- **Task description**: Scan the material for the word "wood", and copy each line where it shows up.

- **Dataset extract**:
········
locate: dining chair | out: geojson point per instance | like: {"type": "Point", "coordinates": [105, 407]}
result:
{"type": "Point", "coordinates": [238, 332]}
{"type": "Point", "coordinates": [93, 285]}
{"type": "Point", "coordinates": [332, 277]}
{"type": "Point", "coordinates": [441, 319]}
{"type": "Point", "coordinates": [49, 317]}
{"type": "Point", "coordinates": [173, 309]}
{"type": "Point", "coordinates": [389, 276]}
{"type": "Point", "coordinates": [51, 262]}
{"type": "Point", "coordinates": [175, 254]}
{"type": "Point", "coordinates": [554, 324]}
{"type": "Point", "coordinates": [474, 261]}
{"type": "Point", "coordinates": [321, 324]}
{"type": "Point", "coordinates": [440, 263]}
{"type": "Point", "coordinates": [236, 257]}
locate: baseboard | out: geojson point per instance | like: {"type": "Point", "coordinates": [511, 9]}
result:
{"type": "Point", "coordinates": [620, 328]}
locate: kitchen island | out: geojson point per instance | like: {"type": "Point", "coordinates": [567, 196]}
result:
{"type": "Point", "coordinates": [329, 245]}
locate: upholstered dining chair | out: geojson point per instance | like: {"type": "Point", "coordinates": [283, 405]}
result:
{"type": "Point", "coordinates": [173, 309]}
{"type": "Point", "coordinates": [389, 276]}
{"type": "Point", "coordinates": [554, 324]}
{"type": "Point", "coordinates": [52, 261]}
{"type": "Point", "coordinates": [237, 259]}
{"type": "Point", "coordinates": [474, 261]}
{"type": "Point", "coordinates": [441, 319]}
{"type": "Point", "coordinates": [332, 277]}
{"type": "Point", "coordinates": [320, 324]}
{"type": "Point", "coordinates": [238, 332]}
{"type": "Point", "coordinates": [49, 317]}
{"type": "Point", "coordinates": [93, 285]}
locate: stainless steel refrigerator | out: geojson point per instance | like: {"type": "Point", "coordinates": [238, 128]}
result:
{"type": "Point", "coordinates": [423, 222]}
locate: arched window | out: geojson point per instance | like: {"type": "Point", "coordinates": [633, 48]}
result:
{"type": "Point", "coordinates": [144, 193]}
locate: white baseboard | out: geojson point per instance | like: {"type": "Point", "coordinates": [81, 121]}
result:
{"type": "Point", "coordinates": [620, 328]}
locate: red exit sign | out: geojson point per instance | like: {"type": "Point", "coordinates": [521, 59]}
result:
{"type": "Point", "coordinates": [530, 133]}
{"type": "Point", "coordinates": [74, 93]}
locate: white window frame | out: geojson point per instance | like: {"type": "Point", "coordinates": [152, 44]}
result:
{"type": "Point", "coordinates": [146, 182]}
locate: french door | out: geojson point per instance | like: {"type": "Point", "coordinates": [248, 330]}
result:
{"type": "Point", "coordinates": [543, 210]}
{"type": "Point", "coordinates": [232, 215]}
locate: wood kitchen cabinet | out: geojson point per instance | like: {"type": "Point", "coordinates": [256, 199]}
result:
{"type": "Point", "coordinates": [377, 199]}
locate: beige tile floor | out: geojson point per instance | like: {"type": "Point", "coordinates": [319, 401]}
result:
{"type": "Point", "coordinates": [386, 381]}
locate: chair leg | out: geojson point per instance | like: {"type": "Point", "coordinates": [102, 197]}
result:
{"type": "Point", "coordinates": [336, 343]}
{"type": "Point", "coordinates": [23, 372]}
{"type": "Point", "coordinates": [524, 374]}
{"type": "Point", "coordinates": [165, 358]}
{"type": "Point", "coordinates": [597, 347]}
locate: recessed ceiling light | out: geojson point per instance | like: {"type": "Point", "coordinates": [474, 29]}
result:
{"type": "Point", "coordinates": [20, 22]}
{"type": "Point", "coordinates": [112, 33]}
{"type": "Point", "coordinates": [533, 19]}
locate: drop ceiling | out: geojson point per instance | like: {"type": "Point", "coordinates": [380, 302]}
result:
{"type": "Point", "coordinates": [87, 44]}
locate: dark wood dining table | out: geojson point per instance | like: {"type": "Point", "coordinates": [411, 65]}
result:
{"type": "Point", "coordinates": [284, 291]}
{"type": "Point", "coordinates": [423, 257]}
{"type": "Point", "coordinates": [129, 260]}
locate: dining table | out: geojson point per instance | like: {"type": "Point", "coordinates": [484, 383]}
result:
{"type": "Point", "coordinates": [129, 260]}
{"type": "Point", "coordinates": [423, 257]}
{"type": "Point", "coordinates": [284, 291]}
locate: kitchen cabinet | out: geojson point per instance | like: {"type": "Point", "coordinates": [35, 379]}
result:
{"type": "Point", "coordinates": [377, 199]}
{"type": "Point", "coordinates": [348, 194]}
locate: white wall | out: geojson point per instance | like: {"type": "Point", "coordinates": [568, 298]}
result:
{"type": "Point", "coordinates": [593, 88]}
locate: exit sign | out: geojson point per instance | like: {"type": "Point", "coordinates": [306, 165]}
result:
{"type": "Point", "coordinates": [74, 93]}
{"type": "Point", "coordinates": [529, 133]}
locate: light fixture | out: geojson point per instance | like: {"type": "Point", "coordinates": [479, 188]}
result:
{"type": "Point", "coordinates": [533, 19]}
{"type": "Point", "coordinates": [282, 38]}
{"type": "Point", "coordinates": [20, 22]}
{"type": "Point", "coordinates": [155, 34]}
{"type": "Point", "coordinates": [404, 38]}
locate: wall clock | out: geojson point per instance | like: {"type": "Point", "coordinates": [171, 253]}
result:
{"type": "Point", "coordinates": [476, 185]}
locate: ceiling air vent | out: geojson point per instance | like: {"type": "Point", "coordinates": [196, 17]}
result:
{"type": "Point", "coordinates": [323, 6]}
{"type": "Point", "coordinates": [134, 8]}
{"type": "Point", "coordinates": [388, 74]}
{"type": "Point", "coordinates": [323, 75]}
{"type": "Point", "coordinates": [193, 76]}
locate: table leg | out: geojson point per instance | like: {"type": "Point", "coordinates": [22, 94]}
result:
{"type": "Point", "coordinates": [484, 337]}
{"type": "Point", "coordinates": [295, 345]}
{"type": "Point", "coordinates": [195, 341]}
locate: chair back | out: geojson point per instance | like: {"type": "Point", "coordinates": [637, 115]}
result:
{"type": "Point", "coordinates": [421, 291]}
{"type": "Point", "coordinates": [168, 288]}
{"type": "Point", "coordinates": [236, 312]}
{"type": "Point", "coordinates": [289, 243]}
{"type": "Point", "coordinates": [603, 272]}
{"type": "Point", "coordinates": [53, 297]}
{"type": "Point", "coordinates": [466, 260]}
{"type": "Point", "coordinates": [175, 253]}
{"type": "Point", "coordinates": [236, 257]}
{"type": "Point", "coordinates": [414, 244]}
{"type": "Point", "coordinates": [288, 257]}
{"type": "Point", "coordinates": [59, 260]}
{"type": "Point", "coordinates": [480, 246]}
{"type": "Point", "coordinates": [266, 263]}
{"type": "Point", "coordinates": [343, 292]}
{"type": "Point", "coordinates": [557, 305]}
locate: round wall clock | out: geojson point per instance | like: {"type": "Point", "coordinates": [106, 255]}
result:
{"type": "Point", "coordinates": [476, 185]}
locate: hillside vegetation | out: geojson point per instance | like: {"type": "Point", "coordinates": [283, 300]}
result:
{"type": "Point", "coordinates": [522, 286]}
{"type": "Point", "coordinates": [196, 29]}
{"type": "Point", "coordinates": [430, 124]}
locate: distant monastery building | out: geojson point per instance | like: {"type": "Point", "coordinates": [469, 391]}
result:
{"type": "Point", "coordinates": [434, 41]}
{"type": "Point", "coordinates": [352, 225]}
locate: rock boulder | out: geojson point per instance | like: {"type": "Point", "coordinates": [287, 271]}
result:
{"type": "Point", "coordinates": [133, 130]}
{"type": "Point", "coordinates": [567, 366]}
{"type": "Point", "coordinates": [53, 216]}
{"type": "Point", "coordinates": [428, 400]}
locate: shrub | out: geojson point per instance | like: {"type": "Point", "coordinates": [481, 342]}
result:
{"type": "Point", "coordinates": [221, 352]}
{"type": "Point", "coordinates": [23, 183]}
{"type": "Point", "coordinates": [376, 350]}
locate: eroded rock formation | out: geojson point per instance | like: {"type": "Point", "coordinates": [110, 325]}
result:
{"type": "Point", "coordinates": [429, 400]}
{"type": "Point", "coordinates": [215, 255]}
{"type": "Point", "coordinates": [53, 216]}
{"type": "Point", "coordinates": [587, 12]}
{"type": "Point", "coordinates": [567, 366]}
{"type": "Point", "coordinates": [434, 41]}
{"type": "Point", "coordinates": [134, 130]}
········
- **Completed exercise**:
locate: wood kitchen cabinet | out: geojson point per instance | like: {"type": "Point", "coordinates": [256, 199]}
locate: dark wood dining table | out: geojson point per instance | like: {"type": "Point", "coordinates": [411, 65]}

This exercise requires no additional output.